Liste des tâches:
1 > Modifiez le passage du texte sur le vide de sens qui commence par « De nombreux philosophes » et s'arrête après « souligne Edgar Morin. » : remplacez « philosophes » par « penseurs ».
2 > D'après le texte sur le vide de sens, à quel sociologue l'expression « désenchantement du monde » est-elle empruntée ?

Extrait:
__________
L’abandon des questions lié au sens, à la métaphysique, a des impacts sociaux important

L’abandon des questions lié au sens, à la métaphysique, a des impacts sociaux important

 

La question spirituelle 

 

« Je suis triste pour ma génération qui est vide de toute substance humaine. Qui, n’ayant connu que le bar, les mathématiques et les Bugatti comme forme de vie spirituelle, se trouve aujourd’hui dans une action strictement grégaire qui n’a plus aucune couleur. […] Tout lyrisme sonne ridicule et les hommes refusent d’être réveillés à une vie spirituelle quelconque. Aujourd’hui que nous sommes plus desséchés que des briquent, nous sourions de ces niaiseries. […] Tous les craquements des trente dernières années n’ont que deux sources : les impasses économiques du XIXe siècle, le désespoir spirituel. » de Saint-Exupéry.

(à lire ici un article sur le sentiment interne que créé ce vide de sens dans chaque individu) 

 

Se détournant de la dimension spirituelle (métaphysique), et avec elle de l’idéologie, voir l’utopie qui porte une direction collective, notre société, enviable à bien des égards, est prise en flagrant délit de péché de vide de sens. C’est comme si, notre société vivait une crise de milieu de vie, celle du sens et de l’engament. Civilisation dont la jeunesse s’éloigne, ne trouvant plus sa place, et qui peine à se renouveler. À la fois nostalgique de son passé et déçue des promesses non tenues, honteuse de ses imperfections et frustrée de ses impuissances, ne sachant plus ni d’où elle vient – ses racines-, ni qui elle est – son identité-, ni où aller – ses finalités-, notre société a perdu de vue sa vocation, ce qu’elle désire et ce en quoi elle croit, ce qu’elle doit servir. Elle est, pour un temps qui semble s’éterniser, une société sans guide, dans un désert de sens.

De nombreux philosophes ont dénoncé cette crise profonde, ce désenchantement du monde, une expression empruntés au sociologue Max Weber à la suite de l’échec des différentes utopies et idéologies politiques qui ont marqué le siècle dernier. Désenchantement dû aussi aux crises économiques, écologiques et sociales que nous avons connues. « L’avenir n’est pas ce qu’il était » souligne Edgar Morin.
__________
Données listées:
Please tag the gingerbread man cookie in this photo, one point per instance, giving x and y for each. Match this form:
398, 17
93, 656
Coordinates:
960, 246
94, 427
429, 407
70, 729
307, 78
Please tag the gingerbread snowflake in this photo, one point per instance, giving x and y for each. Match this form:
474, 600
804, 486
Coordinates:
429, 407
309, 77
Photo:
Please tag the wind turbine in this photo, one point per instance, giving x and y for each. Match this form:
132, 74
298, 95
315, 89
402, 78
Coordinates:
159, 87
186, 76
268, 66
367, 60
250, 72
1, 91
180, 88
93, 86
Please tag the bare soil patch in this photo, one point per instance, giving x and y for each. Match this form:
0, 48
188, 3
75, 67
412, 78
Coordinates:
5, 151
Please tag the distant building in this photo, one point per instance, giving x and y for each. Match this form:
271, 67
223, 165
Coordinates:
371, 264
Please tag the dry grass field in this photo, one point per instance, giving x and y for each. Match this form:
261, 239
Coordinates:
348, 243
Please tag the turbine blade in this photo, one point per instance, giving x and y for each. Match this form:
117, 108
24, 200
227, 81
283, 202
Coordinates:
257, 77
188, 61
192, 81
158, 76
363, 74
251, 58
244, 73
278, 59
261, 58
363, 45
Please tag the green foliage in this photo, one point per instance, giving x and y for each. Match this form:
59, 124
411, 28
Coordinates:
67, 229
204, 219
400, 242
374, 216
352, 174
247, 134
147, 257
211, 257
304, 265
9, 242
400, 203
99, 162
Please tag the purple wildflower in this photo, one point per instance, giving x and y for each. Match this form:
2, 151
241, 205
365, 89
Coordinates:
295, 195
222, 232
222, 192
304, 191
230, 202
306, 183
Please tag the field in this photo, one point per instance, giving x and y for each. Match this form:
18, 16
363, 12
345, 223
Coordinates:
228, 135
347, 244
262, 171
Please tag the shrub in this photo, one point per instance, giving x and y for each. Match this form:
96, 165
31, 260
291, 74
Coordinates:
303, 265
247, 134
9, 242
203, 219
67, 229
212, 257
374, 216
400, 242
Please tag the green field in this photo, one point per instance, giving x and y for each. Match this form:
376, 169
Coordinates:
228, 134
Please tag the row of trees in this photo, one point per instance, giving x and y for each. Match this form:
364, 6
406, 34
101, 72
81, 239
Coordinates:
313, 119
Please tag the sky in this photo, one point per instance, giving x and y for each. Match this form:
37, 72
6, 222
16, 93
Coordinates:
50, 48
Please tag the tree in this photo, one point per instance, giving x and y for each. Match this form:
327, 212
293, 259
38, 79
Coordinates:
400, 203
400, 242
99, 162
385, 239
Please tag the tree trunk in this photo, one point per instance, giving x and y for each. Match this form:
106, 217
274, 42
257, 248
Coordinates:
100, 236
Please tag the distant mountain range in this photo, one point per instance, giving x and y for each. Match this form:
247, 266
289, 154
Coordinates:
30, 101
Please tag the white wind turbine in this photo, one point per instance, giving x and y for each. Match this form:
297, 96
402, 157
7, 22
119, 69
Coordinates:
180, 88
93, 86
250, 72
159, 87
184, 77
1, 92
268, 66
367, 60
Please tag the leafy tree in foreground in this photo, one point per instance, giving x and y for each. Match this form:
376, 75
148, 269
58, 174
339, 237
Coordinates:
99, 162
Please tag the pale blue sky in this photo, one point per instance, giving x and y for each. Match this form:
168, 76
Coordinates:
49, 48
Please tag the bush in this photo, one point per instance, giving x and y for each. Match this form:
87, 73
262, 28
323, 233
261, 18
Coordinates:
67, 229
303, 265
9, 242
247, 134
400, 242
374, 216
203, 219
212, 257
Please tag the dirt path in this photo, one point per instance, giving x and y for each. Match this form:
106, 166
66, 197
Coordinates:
__________
Solutions par tâche:
1 >
De nombreux penseurs ont dénoncé cette crise profonde, ce désenchantement du monde, une expression empruntés au sociologue Max Weber à la suite de l’échec des différentes utopies et idéologies politiques qui ont marqué le siècle dernier. Désenchantement dû aussi aux crises économiques, écologiques et sociales que nous avons connues. « L’avenir n’est pas ce qu’il était » souligne Edgar Morin.

2 > À Max Weber.